Extracted records:
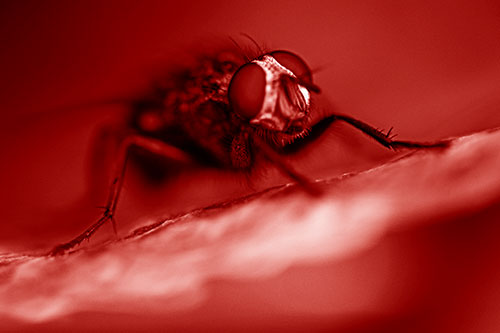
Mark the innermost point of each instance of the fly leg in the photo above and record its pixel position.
(152, 145)
(386, 139)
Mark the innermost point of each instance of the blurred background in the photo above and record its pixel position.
(431, 69)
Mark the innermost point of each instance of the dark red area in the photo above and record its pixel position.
(430, 69)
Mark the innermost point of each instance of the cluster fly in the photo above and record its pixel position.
(225, 111)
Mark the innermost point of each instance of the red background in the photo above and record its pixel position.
(431, 69)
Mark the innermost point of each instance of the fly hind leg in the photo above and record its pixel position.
(154, 146)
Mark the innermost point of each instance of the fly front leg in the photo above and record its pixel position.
(154, 146)
(386, 139)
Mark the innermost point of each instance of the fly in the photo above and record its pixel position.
(224, 112)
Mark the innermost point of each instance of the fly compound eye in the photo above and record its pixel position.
(247, 90)
(297, 66)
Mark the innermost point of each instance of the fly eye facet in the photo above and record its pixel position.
(247, 90)
(297, 66)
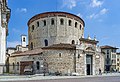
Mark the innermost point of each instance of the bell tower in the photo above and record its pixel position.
(4, 18)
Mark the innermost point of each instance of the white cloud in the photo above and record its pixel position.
(96, 3)
(13, 44)
(69, 3)
(24, 10)
(96, 15)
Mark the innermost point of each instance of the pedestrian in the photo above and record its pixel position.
(100, 71)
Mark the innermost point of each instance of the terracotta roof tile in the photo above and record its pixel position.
(29, 52)
(60, 46)
(108, 47)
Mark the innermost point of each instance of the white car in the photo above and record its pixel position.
(75, 74)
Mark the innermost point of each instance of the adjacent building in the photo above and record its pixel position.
(4, 18)
(57, 45)
(18, 49)
(110, 58)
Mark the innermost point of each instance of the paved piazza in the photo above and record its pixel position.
(86, 79)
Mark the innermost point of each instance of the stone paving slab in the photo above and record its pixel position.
(38, 77)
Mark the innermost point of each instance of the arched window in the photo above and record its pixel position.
(38, 65)
(24, 39)
(75, 24)
(32, 28)
(13, 66)
(61, 21)
(31, 46)
(46, 42)
(70, 22)
(52, 21)
(73, 42)
(44, 22)
(80, 26)
(17, 65)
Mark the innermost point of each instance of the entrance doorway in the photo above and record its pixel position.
(89, 64)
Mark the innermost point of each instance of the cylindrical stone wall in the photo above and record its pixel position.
(53, 28)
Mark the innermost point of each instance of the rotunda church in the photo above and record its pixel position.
(57, 45)
(53, 28)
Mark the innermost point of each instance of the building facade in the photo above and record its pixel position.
(19, 48)
(56, 45)
(4, 18)
(53, 28)
(110, 58)
(118, 62)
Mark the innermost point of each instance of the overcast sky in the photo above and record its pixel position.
(102, 17)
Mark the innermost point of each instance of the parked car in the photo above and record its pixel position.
(28, 70)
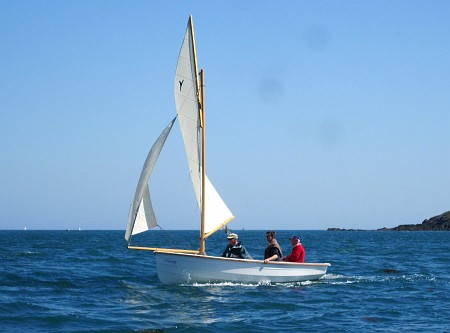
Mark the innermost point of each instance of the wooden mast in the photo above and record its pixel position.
(202, 123)
(201, 108)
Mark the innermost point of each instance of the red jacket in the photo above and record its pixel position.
(297, 255)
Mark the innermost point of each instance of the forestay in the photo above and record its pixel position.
(142, 217)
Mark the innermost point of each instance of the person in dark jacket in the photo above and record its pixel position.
(235, 249)
(273, 250)
(298, 251)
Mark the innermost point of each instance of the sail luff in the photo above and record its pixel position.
(190, 113)
(141, 211)
(203, 125)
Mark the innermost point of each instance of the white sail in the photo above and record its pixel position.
(142, 217)
(187, 103)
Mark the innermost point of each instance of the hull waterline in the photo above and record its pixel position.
(180, 268)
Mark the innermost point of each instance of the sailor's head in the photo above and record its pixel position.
(232, 238)
(270, 235)
(294, 239)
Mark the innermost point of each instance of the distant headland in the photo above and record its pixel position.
(435, 223)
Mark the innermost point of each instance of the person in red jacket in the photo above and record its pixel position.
(298, 251)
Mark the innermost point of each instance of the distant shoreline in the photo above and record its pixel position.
(435, 223)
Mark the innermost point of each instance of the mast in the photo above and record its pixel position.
(202, 124)
(201, 103)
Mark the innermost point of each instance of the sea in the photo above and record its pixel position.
(88, 281)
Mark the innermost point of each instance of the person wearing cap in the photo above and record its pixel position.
(235, 249)
(298, 251)
(273, 250)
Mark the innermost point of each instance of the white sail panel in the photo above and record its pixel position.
(216, 211)
(141, 208)
(186, 100)
(145, 217)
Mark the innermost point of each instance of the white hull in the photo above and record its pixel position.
(179, 268)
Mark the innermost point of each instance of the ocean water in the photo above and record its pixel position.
(87, 281)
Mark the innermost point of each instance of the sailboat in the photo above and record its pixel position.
(181, 266)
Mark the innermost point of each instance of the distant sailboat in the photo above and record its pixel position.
(176, 266)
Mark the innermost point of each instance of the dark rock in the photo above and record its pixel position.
(436, 223)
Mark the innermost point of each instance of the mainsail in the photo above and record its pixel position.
(142, 216)
(187, 101)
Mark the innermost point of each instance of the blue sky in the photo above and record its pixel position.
(320, 113)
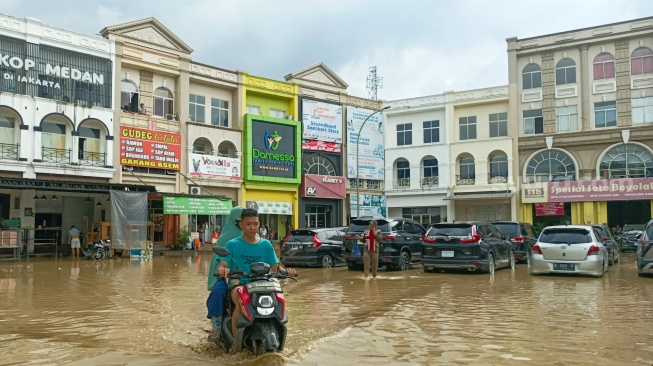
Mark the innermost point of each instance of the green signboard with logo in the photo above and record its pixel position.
(272, 151)
(196, 206)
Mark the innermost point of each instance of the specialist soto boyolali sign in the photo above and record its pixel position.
(173, 205)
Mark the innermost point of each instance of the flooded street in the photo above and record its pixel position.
(121, 312)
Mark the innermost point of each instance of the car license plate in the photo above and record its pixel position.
(564, 266)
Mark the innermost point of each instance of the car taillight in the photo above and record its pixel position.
(282, 300)
(244, 298)
(536, 249)
(474, 239)
(316, 243)
(593, 250)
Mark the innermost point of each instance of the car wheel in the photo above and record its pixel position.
(327, 261)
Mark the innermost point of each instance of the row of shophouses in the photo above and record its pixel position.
(568, 139)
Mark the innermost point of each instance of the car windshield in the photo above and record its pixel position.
(566, 236)
(450, 230)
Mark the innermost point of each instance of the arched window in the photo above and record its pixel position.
(565, 71)
(603, 66)
(641, 61)
(163, 102)
(467, 169)
(498, 168)
(430, 172)
(550, 166)
(626, 161)
(532, 76)
(128, 96)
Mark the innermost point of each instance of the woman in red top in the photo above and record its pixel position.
(372, 238)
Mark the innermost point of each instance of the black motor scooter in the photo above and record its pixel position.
(262, 326)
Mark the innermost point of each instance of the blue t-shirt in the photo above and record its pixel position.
(244, 254)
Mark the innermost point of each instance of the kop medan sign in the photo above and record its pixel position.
(592, 190)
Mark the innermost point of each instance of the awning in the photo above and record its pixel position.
(480, 196)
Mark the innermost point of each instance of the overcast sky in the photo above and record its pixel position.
(419, 47)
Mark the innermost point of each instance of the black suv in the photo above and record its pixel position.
(522, 234)
(400, 247)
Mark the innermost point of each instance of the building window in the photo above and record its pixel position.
(627, 161)
(431, 131)
(253, 109)
(641, 61)
(605, 114)
(533, 122)
(128, 96)
(603, 66)
(219, 112)
(197, 108)
(567, 118)
(467, 128)
(277, 113)
(499, 124)
(532, 76)
(565, 71)
(550, 166)
(642, 110)
(404, 134)
(163, 102)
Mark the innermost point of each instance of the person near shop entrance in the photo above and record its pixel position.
(372, 238)
(215, 301)
(73, 241)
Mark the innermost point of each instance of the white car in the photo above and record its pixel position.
(569, 249)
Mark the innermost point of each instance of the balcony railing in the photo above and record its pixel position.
(429, 182)
(92, 158)
(466, 180)
(51, 155)
(9, 151)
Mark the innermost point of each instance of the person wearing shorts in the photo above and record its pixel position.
(73, 240)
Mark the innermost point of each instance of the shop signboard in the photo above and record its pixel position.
(323, 186)
(272, 150)
(371, 206)
(625, 189)
(214, 166)
(178, 205)
(322, 124)
(371, 156)
(150, 149)
(550, 209)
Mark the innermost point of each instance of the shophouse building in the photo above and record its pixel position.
(583, 100)
(272, 157)
(180, 130)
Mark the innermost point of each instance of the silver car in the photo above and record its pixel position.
(570, 249)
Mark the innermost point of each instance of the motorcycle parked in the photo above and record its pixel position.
(262, 327)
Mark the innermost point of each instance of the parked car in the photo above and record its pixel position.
(312, 247)
(522, 234)
(466, 245)
(644, 251)
(400, 248)
(610, 243)
(630, 234)
(570, 249)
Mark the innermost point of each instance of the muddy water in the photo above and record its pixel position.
(122, 312)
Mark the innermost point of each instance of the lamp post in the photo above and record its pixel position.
(358, 138)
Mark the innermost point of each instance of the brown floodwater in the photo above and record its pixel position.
(122, 312)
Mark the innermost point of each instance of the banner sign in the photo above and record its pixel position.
(371, 155)
(214, 166)
(322, 122)
(371, 206)
(173, 205)
(591, 190)
(150, 149)
(550, 209)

What to work on: All lines from the one that contains "Mark the innermost point of each instance of the muddy" through the end of the material are to be quoted exactly, with both ends included.

Task answer:
Mark the innermost point of each instance of the muddy water in the photo above and record its pixel position.
(122, 312)
Mark the innermost point of each instance of the lamp post in the photo above and record its pixel position.
(358, 138)
Mark the innermost point of each instance of the brown floodwater in the photo above and record its pixel position.
(122, 312)
Mark the innermost point of each instance of the banner sign in the photo above and record its pixel position.
(371, 155)
(214, 166)
(322, 122)
(371, 206)
(173, 205)
(591, 190)
(150, 149)
(550, 209)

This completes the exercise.